* _Objective_
From the records below, extract every line that contains the word "handbag" and copy each one unchanged.

* _Exercise inputs_
########
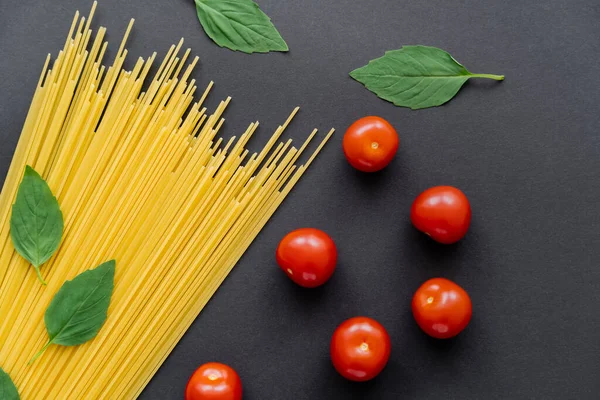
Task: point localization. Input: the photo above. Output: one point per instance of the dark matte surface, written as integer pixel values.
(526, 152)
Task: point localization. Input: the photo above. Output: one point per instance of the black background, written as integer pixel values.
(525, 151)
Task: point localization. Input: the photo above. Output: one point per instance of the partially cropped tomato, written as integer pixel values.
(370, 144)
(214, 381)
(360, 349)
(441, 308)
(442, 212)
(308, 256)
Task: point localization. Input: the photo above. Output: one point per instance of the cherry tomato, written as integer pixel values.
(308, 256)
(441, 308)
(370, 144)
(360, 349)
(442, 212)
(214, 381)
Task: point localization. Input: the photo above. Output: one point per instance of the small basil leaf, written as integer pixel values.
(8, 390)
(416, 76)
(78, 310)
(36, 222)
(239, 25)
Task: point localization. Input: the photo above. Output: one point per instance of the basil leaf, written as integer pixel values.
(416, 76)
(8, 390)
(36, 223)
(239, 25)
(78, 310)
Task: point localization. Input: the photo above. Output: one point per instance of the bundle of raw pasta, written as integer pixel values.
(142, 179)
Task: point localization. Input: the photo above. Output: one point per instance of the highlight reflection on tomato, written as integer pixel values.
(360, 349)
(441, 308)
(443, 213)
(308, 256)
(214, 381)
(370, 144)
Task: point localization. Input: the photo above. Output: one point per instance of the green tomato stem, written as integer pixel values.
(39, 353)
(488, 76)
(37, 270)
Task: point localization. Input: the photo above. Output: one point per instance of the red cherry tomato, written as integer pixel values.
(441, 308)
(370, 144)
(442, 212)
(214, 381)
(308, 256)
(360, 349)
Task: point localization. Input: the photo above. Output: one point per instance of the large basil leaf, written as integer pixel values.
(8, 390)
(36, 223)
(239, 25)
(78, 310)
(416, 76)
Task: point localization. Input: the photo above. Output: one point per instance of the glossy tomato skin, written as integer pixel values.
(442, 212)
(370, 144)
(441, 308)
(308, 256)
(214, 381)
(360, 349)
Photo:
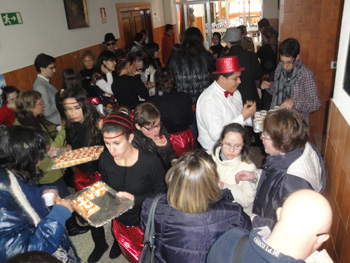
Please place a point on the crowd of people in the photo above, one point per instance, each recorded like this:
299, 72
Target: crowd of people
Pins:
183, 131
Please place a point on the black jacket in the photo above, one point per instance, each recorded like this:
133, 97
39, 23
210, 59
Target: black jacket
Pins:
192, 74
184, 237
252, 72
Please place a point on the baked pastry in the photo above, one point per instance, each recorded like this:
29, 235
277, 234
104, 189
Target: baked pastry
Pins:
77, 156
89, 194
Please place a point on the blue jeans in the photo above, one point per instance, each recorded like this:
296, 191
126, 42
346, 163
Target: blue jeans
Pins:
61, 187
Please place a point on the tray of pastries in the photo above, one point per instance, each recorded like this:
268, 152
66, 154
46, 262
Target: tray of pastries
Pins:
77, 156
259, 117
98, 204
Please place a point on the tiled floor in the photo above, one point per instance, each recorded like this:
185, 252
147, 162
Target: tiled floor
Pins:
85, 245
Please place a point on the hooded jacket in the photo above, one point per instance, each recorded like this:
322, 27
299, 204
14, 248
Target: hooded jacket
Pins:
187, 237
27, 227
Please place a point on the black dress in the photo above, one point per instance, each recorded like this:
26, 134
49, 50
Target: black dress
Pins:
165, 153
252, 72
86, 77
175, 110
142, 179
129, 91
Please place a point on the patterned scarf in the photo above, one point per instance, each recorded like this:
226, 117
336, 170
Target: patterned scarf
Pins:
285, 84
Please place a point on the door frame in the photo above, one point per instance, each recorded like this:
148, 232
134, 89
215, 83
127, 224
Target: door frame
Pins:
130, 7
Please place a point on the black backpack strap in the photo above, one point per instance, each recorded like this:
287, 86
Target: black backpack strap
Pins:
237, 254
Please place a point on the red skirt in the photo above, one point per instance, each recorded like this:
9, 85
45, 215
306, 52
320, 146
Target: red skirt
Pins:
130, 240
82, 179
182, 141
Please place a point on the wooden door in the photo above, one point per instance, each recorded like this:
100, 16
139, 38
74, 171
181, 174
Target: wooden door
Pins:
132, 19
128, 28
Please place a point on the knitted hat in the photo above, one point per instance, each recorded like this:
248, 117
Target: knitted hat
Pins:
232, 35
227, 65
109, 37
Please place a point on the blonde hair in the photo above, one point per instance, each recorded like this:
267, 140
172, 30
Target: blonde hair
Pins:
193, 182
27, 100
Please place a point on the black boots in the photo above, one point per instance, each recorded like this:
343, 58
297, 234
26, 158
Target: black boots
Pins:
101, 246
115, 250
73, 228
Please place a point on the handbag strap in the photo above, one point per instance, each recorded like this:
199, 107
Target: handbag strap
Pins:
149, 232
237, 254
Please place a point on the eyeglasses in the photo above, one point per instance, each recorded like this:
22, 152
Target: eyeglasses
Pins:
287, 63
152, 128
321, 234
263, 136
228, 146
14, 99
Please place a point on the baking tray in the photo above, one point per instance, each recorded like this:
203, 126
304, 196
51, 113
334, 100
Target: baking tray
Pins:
########
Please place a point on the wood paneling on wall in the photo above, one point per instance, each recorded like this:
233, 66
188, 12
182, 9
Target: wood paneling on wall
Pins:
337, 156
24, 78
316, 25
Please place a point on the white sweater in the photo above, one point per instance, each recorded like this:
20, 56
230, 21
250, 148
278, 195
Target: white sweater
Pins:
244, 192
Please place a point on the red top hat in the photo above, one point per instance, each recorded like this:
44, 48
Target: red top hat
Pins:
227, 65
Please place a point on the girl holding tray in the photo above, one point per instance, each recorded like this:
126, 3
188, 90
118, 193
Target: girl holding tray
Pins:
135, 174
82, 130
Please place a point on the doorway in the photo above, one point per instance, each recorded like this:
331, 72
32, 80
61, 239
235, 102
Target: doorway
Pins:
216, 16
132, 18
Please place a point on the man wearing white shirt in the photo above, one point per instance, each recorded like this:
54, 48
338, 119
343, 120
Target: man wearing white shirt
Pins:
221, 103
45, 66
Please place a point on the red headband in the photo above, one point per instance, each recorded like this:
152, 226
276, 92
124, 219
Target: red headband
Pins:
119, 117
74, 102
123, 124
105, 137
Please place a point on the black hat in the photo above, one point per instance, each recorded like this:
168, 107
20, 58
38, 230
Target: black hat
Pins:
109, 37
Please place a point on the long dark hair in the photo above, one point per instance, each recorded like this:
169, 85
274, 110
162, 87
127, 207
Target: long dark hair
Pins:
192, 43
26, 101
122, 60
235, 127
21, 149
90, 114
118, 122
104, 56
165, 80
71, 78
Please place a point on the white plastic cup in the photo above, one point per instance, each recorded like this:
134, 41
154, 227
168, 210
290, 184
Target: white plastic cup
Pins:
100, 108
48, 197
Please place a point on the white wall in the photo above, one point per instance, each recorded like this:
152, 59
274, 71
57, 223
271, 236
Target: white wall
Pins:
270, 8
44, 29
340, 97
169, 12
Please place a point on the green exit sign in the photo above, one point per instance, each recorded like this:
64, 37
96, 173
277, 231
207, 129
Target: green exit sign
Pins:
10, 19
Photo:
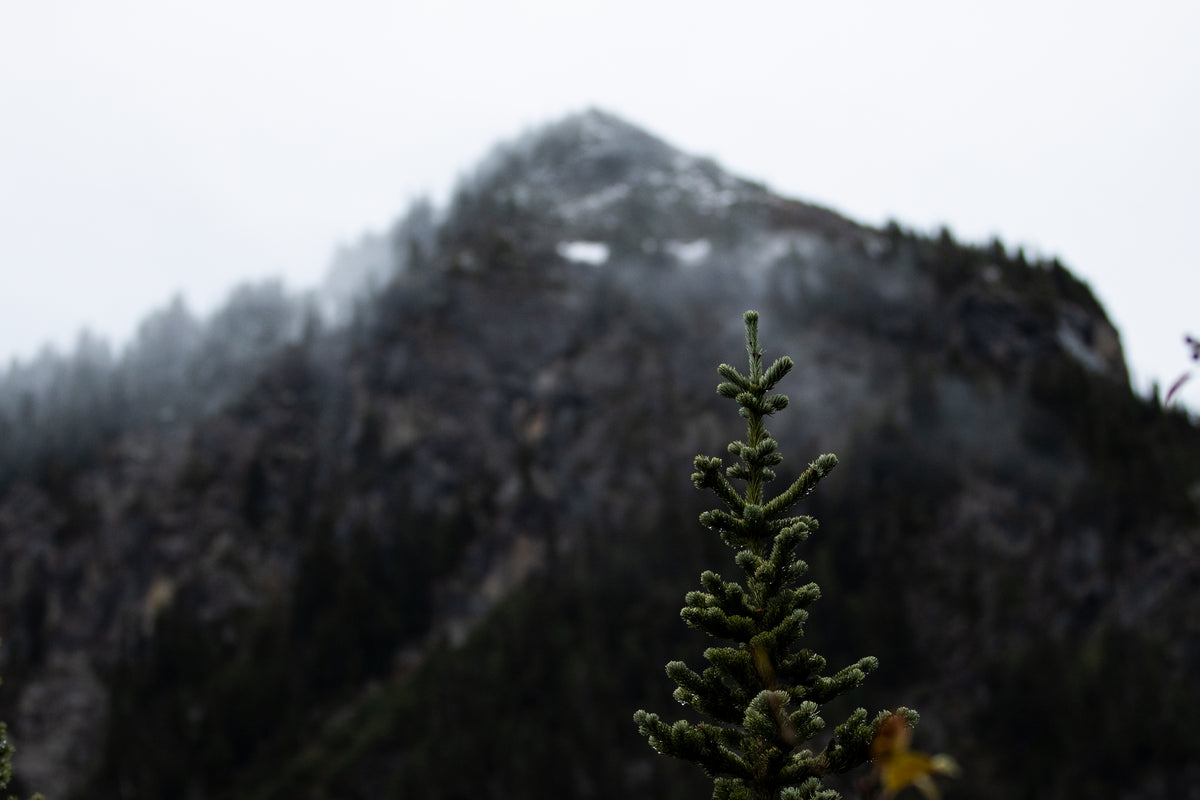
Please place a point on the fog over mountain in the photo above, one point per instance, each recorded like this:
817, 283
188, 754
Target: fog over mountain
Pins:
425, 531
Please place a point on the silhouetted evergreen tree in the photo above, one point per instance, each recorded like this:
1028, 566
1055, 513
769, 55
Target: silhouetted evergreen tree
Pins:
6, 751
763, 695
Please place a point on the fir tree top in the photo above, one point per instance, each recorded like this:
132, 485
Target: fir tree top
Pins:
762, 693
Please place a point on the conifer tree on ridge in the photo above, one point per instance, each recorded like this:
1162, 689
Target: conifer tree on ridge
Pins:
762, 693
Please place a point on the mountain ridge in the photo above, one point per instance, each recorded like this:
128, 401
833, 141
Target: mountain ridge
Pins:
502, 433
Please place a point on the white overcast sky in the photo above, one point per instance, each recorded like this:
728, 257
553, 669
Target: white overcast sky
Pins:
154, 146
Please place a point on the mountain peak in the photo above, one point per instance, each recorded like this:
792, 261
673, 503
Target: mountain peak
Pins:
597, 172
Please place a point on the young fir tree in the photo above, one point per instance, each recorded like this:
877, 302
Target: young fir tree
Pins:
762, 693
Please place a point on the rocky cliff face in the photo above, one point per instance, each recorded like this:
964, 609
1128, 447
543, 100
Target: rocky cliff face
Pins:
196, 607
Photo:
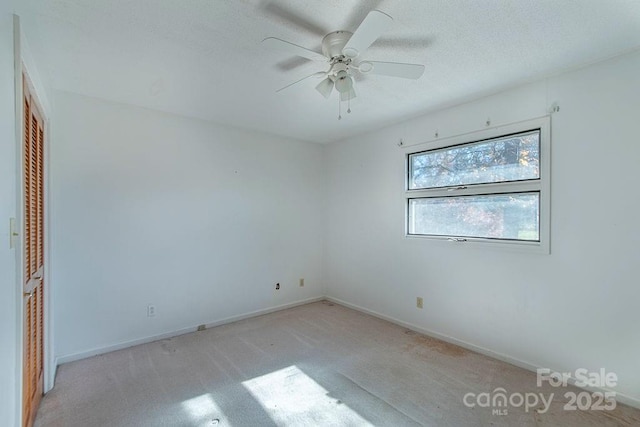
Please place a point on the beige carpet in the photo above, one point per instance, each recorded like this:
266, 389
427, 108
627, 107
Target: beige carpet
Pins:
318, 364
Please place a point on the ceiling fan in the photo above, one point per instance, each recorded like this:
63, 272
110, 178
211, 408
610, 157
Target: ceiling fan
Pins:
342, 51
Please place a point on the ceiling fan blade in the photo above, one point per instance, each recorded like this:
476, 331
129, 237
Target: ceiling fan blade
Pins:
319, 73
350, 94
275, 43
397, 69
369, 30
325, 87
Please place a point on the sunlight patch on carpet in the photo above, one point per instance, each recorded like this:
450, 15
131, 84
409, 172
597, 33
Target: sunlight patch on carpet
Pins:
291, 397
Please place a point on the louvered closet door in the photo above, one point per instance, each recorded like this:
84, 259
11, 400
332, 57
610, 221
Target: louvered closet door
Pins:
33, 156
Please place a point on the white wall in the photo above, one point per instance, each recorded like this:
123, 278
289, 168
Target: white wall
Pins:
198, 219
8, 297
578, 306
########
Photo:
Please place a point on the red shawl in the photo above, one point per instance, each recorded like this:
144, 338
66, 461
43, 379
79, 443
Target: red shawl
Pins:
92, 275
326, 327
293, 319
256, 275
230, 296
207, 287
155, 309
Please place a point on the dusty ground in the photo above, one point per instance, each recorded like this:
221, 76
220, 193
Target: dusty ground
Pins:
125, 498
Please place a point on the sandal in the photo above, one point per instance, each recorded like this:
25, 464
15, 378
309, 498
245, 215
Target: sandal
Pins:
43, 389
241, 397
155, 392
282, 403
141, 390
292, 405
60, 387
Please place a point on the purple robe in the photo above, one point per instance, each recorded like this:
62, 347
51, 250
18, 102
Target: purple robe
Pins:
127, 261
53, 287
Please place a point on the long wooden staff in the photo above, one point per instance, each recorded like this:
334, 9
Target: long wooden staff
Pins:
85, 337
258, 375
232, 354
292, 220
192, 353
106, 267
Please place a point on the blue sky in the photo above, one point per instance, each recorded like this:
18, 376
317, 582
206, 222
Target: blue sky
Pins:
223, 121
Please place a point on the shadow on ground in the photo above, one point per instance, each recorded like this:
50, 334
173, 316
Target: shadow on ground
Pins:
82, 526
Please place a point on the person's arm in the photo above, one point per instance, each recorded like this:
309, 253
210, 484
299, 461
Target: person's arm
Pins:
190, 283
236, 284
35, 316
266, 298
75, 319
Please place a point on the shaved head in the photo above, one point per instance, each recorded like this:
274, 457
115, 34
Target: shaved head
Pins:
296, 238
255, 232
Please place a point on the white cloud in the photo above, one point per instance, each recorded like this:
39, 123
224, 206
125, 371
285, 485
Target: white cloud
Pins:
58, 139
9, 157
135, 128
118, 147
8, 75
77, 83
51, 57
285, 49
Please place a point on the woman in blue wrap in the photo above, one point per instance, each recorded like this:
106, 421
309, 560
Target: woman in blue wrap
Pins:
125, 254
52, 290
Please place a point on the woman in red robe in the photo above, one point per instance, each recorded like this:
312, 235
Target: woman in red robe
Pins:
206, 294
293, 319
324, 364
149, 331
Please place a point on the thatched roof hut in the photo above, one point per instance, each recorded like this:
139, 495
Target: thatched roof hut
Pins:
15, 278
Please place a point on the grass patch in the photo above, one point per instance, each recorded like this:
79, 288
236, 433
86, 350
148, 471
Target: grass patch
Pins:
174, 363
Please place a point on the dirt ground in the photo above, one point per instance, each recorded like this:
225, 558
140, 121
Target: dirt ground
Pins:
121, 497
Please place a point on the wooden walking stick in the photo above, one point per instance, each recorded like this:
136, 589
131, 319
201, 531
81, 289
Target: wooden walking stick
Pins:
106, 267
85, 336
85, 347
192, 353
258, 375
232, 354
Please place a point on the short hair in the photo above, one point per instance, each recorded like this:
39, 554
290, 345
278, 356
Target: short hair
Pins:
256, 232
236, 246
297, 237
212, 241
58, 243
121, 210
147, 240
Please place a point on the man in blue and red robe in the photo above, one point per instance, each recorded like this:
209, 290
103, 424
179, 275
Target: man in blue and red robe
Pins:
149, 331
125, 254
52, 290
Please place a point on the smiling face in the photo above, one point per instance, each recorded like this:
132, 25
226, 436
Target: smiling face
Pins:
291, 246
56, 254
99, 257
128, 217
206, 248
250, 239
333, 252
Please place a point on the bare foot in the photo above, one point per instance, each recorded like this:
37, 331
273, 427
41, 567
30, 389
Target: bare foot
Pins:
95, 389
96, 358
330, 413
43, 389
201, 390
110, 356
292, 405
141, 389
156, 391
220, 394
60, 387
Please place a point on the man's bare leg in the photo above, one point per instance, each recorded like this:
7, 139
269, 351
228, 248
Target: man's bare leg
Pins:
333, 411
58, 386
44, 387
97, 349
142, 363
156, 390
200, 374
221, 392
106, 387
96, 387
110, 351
########
* _Output_
Please place a point on the handbag strap in the photo above, one point per instance, each recorded like this:
Target: handbag strap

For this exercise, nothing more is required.